● **THE REQUEST**
Output the records exactly. Include every line.

Begin DATA RECORDS

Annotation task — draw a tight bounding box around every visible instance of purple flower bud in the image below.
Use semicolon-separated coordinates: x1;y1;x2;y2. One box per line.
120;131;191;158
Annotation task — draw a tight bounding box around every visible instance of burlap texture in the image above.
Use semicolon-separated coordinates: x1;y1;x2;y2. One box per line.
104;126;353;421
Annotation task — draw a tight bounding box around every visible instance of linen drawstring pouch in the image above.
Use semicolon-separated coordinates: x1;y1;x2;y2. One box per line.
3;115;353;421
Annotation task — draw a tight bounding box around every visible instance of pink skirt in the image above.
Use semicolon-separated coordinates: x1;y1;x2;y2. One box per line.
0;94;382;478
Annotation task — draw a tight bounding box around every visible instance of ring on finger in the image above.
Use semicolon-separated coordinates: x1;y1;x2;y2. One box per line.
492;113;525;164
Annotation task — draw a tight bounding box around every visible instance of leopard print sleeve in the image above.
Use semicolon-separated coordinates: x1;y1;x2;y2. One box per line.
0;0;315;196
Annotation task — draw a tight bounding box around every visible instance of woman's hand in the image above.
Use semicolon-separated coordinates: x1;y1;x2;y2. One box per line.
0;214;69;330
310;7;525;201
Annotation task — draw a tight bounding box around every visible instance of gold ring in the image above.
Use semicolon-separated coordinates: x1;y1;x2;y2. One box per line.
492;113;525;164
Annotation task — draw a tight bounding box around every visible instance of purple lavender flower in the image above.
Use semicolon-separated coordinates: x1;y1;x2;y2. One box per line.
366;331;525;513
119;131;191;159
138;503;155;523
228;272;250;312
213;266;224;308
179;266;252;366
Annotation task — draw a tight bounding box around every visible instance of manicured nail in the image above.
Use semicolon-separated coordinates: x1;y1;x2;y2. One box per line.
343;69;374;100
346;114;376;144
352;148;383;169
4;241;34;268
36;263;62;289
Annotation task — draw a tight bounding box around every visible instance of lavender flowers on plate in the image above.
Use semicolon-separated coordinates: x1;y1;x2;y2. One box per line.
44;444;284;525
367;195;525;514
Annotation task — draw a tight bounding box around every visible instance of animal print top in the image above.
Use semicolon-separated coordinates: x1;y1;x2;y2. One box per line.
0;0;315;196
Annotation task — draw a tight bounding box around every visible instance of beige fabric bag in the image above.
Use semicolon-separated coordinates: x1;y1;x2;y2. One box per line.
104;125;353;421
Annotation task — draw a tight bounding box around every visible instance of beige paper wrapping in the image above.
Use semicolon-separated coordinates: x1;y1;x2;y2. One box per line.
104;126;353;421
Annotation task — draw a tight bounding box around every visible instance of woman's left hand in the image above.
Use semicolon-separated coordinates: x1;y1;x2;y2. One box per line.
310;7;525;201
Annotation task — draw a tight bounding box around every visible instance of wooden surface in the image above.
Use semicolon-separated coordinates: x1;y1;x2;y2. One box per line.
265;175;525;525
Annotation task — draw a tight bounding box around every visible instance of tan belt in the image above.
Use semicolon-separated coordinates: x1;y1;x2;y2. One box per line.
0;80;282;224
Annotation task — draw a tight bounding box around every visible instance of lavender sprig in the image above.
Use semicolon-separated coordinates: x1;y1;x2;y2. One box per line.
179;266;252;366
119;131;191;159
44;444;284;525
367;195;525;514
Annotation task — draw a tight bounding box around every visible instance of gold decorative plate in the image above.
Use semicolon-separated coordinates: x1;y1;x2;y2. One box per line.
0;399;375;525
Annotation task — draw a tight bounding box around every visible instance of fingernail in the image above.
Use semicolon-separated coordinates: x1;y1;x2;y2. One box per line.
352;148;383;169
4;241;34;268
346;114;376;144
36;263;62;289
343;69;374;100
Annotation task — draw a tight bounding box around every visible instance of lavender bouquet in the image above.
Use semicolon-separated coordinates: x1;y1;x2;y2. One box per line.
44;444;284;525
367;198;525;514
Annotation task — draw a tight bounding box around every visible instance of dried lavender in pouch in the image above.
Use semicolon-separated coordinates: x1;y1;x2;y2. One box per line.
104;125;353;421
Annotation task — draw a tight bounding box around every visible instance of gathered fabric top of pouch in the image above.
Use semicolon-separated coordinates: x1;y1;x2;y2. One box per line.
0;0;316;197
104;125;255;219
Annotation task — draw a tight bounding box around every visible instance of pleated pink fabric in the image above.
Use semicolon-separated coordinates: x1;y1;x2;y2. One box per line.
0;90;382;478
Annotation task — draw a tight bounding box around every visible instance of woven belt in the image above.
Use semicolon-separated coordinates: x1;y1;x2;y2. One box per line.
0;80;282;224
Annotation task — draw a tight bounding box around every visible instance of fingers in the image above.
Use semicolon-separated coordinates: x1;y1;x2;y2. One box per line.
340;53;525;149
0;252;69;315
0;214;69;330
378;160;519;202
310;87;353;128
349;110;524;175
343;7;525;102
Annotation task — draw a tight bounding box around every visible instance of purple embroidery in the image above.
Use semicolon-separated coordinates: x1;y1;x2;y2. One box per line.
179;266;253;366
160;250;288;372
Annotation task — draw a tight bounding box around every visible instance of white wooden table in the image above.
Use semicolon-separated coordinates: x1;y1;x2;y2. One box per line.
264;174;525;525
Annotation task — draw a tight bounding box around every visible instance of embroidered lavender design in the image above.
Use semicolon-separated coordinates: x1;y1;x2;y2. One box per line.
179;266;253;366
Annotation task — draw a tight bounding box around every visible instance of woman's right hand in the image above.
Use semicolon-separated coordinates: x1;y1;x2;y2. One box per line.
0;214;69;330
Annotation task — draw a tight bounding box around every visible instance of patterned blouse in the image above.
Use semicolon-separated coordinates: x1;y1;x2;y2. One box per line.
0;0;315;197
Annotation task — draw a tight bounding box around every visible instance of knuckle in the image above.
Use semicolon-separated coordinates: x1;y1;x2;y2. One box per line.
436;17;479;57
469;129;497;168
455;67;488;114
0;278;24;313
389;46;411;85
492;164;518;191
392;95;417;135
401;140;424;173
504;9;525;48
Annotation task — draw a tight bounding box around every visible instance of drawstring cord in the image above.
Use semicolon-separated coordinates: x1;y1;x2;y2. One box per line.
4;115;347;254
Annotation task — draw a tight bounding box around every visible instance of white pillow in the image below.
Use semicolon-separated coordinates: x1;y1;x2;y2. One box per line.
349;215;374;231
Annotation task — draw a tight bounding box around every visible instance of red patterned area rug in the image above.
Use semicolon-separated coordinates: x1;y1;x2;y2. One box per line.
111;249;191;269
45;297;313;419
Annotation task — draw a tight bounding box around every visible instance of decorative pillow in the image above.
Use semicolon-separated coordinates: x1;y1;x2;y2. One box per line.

End DATA RECORDS

● **SOLVED PROBLEM**
Annotation task — draw a tight bounding box around every visible instance of purple flower bud in the image below.
Use semicolon-separated coordinates: x1;y1;x2;y2. One box per line.
120;131;191;158
Annotation task — draw a tight bounding box around every visible instance of burlap texture in the image above.
Use semicolon-separated coordinates: x1;y1;x2;y2. One box per line.
104;126;353;421
Annotation task — draw a tight bounding box around every visible instance of linen drawstring pouch in the image above.
Use semicolon-separated coordinates: x1;y1;x2;y2. One box per line.
3;115;353;421
Annotation task — draw a tight bounding box around every visible instance of pink skirt in the image above.
Use semicolon-separated coordinates: x1;y1;x2;y2. One box per line.
0;94;382;478
Annotation task — draw a tight bounding box around every visible instance of ring on finger in the image above.
Use semicolon-separated coordinates: x1;y1;x2;y2. One box per line.
492;113;525;164
Annotation task — draw a tight bounding box around every visible instance of leopard print sleeve in the image above.
Use semicolon-separated coordinates: x1;y1;x2;y2. One box per line.
0;0;315;196
Annotation task — draw a tight bounding box around every visible instance of woman's hand in the image above.
Use semicolon-separated coordinates: x1;y1;x2;y2. One box per line.
0;214;69;330
310;7;525;201
Annotation task — draw a tight bounding box around every visible instance of gold ring in the image above.
Use semicolon-separated coordinates: x1;y1;x2;y2. One box per line.
492;113;525;164
Annotation task — draw a tight bounding box around every visible instance of purple lavender flower in the image above.
Use semicolon-separated coordinates: x1;y1;x2;y2. One box per line.
366;331;525;513
119;131;191;159
138;503;155;523
228;272;250;312
213;266;224;308
179;266;252;366
Annotation task — draw a tight bounding box around every visible instance of manicured nail in the image above.
Use semicolon-separated coordinates: x1;y1;x2;y2. One box per line.
343;69;374;100
346;114;376;144
352;148;383;169
4;241;34;268
36;263;62;289
Annotation task — draw a tight bounding box around every visible instance of lavender flowers on plate in the image above.
Use semicolon-separated coordinates: x1;y1;x2;y2. One box per line.
44;444;284;525
367;195;525;514
Annotation task — draw a tight bounding box around every visible instance of animal print top in the image above.
Use semicolon-separated coordinates: x1;y1;x2;y2. One box per line.
0;0;315;196
Annotation task — draw a tight bounding box around every visible instance of beige fabric bag in the image above.
Use semicolon-separated coordinates: x1;y1;x2;y2. One box per line.
104;125;353;421
Annotation task — draw a tight bounding box around every visible instance of beige paper wrapping in the image above.
Use semicolon-separated coordinates: x1;y1;x2;y2. One box per line.
104;126;353;421
Annotation task — draw a tight bounding box around every visible instance of woman's left hand in the image above.
Use semicolon-separated coordinates: x1;y1;x2;y2. One box per line.
310;7;525;201
Annotation task — draw a tight bounding box around every visible instance of wooden surface in the image above.
Use semicolon-separated coordinates: x1;y1;x2;y2. One box per line.
265;175;525;525
Annotation task — draw a tight bounding box around every visible instance of tan belt in the image above.
Use semicolon-separated coordinates: x1;y1;x2;y2. One box per line.
0;80;282;224
Annotation task — draw a tight bounding box around every visible instance of lavender sprig in the image above.
Use semicolon-separated coordinates: x1;y1;x2;y2. One box per line.
179;266;252;366
119;131;191;159
44;444;284;525
367;195;525;514
Annotation task — draw a tight bounding box around every visible instance of gold decorative plate in the image above.
Use semicolon-separated coordinates: x1;y1;x2;y2. One box per line.
0;399;375;525
Annotation task — draw a tight bounding box around every visible instance of fingernail in the image above.
Use semicolon-separated coordinates: x1;y1;x2;y2. One box per line.
352;148;383;169
4;241;34;268
346;114;376;144
36;263;62;289
343;69;374;100
Annotation task — draw a tight bounding box around every visible instance of lavender bouquet in the image above.
Use semicolon-separated coordinates: x1;y1;x2;y2. One box per line.
44;444;284;525
367;198;525;514
Annotation task — draw a tight bounding box around every visible instance of dried lavender in pouch in the image above.
Use semicolon-separated coordinates: x1;y1;x2;y2. One box per line.
104;125;353;421
Annotation task — draw a tight bounding box around every visible instance of gathered fabric top of pouch in the image above.
Use semicolon-separated coordinates: x1;y1;x2;y2. One box per line.
0;0;316;197
104;125;255;219
Annotation task — draw a tight bounding box around every visible instance of pleated pink fabric in the image above.
Use semicolon-separated coordinates: x1;y1;x2;y2. One box per line.
0;90;382;478
Annotation task — draw a tight bounding box around every visible instance of woven belt in the image above.
Use semicolon-separated coordinates: x1;y1;x2;y2. One box per line.
0;80;282;224
Annotation task — draw a tight bounding box around every visible instance of fingers in the image above.
Use semicolon-separated coordinates: x1;y1;x2;y2. One box per line.
340;53;525;149
0;252;69;315
0;214;69;330
378;160;519;202
310;87;353;128
349;110;524;175
343;7;525;102
Annotation task — draw a tight bounding box around every visible instance of purple embroidery in the image above.
Use semicolon-separated coordinates: x1;y1;x2;y2. One box per line.
179;266;253;366
160;250;288;372
Annotation task — draw a tight bounding box around every visible instance of white wooden table in the image above.
Use semicolon-separated coordinates: x1;y1;x2;y2. One box per line.
264;174;525;525
Annotation task — draw a tight bounding box around every visible instance of embroidered lavender design in the image above.
Use semicolon-separated coordinates: x1;y1;x2;y2. One box per line.
179;266;253;366
Annotation task — draw a tight bounding box around every visible instance of woman's right hand in the image above.
Use semicolon-separated coordinates: x1;y1;x2;y2. One box per line.
0;214;69;330
Annotation task — draw a tight bounding box around every visible instance of patterned blouse in the image above.
Use semicolon-separated coordinates: x1;y1;x2;y2. One box per line.
0;0;315;197
Annotation task — draw a tight bounding box around every visible instance of knuckle in the image above.
Use semicolon-separated coordinates: x1;y1;x2;y2. One box per line.
436;17;479;57
469;129;497;168
455;67;488;114
0;278;24;313
389;46;411;85
492;164;518;191
392;95;417;135
401;140;424;173
504;9;525;48
Annotation task — draw a tight bounding box around every visible instance of drawstring cord in the image above.
Use semicolon-separated coordinates: x1;y1;x2;y2. One box per line.
4;115;347;254
Annotation task — draw a tight bounding box around every visible instance of white pillow in the image below.
Use semicolon-separated coordinates: x1;y1;x2;y2. One box per line.
349;215;374;231
Annotation task — draw a tight bounding box around every visible instance of red patterned area rug in the image above.
Use semicolon-separated coordinates: x1;y1;x2;y2. One box per line.
111;249;191;269
45;297;313;419
Annotation task — draw a tight bounding box around every visible instance of decorative pillow in the image above.
Use semicolon-separated coordinates: x1;y1;x2;y2. One box per line.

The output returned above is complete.